Point labeling material
* * *

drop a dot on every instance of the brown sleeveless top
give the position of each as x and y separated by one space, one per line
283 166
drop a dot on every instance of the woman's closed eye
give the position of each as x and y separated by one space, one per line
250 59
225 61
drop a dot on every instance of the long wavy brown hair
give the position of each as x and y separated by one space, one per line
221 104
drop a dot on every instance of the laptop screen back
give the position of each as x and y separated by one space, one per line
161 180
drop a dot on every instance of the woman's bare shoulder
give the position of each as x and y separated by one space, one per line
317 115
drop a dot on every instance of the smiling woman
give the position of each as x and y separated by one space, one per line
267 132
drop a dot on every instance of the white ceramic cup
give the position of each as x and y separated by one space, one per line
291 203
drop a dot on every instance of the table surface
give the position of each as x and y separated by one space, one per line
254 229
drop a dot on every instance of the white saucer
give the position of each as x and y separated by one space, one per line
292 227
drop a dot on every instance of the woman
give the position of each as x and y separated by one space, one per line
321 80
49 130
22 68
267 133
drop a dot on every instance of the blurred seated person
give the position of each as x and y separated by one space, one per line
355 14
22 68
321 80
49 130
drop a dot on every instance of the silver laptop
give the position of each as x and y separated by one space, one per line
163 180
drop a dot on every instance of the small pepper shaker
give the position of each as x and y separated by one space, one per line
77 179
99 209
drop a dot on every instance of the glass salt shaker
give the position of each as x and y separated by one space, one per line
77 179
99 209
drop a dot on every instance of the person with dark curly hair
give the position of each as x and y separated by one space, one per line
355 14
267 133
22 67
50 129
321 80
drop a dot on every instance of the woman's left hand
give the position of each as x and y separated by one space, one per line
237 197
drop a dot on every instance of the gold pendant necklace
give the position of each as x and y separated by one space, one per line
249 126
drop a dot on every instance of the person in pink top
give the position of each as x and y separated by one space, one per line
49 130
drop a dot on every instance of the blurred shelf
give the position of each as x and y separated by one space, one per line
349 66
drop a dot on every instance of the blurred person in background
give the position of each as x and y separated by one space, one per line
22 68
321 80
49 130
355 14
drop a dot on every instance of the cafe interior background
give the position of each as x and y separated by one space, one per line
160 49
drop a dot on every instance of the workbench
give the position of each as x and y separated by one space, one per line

* * *

• Requirement: Update the material above by replacing "drop a dot on" with "place a marker on" throughout, leaving everything else unchanged.

• The completed task:
place a marker on every instance of the brown sleeveless top
give the position of each as x and y separated by one space, one per line
283 166
place a marker on every instance of the woman's closed eye
give the position of each as x and y separated by one space, one per line
250 59
225 61
place a marker on every instance of the long wavy brown hair
give the position of each as x and y separated by one space, one per line
221 104
place a marker on every instance of the laptop screen back
give the position of each as x and y separated by one space, one per line
161 180
place a marker on every instance of the woman's bare shoulder
give the position of each as x and y separated by one space, one per line
317 115
place a marker on every instance of the smiling woman
give the position of each as x and y separated by one space, one per line
267 132
place a marker on every instance of the white ceramic cup
give the position of each as x and y separated by one space, one per line
291 203
place a marker on every instance of the table surface
give the position of each as x and y separated by one space, one per line
254 229
place a marker on every instance of the white saucer
give the position of each as x and y separated by one space, one per line
292 227
place a marker on every instance of the woman
give the position of each as x and y separated by one space, one per line
321 80
49 130
22 68
267 133
place a marker on every instance of the blurred seated person
give the position of each as x and y separated by one space, one per line
355 14
22 68
321 80
49 130
place a marker on every instance of the silver laptop
give the position of each as x and y separated by one space, one per line
163 180
place a marker on every instance of the small pepper shaker
give the position of each as x and y separated by one space, one per line
77 179
99 209
place a marker on every instance of the glass salt shaker
give the position of each as x and y separated by one space, one per line
77 179
99 209
place a marker on every instance of the person with dark curly hair
give the position of each as x and y separated by one space, one per line
355 14
267 133
22 67
50 129
321 80
place a marker on every instance of the woman's left hand
give the position of each as x and y separated by one space, one per line
237 197
place a marker on every instance of the gold pendant necklace
give the position of each as x and y separated by one space, one per line
249 126
place a marker on every instance of the person in pink top
give the position of each as x and y separated by one space, one per line
49 130
place a marker on every instance of the blurred shelf
give the position of each as x and y separated by one space, one per line
349 66
place a marker on every instance of the blurred person in background
give the position of each as x and y separated by one space, one per line
22 68
321 80
49 130
355 14
place a marker on every instance of the cafe interior background
give the position of each as x and y separated by one space, one per line
160 49
place a marker on every instance of the workbench
give the position of each as x and y separated by one space, one per line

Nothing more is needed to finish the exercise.